● **EXERCISE REQUIREMENTS**: For each line below that contains the word "body", make a copy.

● **RECORDS FOR THE TASK**:
= = = = = = =
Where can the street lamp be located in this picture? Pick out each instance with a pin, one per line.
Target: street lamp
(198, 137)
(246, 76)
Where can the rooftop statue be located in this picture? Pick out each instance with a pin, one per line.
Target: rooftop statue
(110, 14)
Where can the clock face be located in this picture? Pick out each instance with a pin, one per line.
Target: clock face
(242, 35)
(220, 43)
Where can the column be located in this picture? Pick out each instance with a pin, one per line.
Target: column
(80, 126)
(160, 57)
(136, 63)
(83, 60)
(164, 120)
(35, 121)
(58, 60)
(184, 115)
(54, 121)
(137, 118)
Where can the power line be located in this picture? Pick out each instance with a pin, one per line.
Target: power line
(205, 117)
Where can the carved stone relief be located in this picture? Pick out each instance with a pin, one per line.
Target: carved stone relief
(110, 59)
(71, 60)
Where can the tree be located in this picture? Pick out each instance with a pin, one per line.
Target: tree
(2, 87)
= = = = = = =
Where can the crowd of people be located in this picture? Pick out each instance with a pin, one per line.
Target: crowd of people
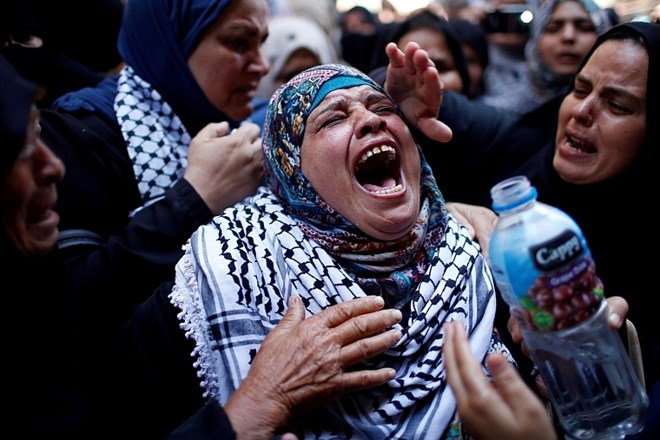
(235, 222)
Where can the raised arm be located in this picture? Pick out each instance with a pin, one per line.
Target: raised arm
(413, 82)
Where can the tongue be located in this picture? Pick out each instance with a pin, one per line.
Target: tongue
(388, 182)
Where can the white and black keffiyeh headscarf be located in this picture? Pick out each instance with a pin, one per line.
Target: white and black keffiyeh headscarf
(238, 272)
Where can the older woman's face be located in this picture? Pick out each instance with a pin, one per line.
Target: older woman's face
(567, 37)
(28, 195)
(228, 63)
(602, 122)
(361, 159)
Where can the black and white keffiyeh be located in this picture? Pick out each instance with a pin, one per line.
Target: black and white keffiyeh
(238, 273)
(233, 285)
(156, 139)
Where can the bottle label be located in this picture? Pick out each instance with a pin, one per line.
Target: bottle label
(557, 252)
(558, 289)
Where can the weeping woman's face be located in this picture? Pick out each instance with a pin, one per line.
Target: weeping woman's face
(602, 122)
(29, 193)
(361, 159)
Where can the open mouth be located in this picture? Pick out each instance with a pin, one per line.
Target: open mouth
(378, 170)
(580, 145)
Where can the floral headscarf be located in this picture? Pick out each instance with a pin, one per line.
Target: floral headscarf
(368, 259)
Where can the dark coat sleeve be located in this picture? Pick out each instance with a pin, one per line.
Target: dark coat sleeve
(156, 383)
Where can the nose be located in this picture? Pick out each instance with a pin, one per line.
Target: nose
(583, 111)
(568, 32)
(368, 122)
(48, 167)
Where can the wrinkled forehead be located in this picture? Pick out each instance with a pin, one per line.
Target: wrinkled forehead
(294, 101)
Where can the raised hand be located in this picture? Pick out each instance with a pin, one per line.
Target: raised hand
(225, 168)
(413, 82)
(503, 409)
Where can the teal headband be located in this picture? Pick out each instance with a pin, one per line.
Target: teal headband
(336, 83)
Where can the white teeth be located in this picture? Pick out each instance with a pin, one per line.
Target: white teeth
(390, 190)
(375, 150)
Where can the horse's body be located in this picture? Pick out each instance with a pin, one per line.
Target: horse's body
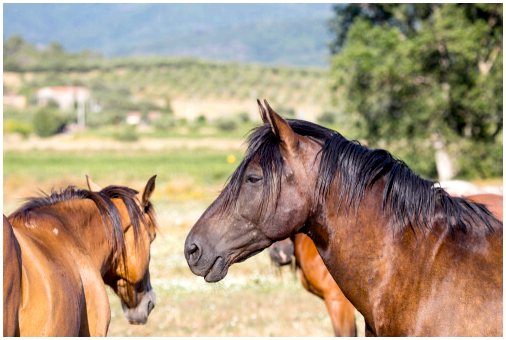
= = = = = = =
● **THE ANSWER**:
Where can the horse's body be located in this picture? Pick out each instance with a pin, one per line.
Target: horse's body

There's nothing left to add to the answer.